** 取り組む課題 **
下のデータ項目の行を絞り込み、文字列「coords」を含む行をすべて書き写してください。

(データ項目)
━━━━━━

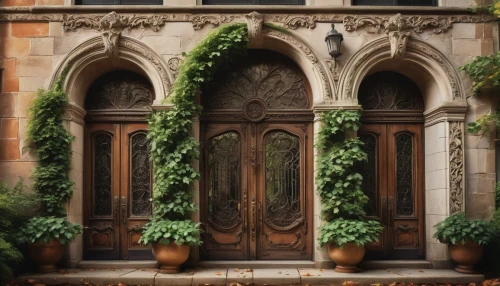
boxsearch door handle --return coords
[122,197,127,225]
[113,196,120,224]
[380,196,387,223]
[252,196,257,241]
[389,196,394,225]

━━━━━━

** 演習の解答 **
boxsearch door handle --return coords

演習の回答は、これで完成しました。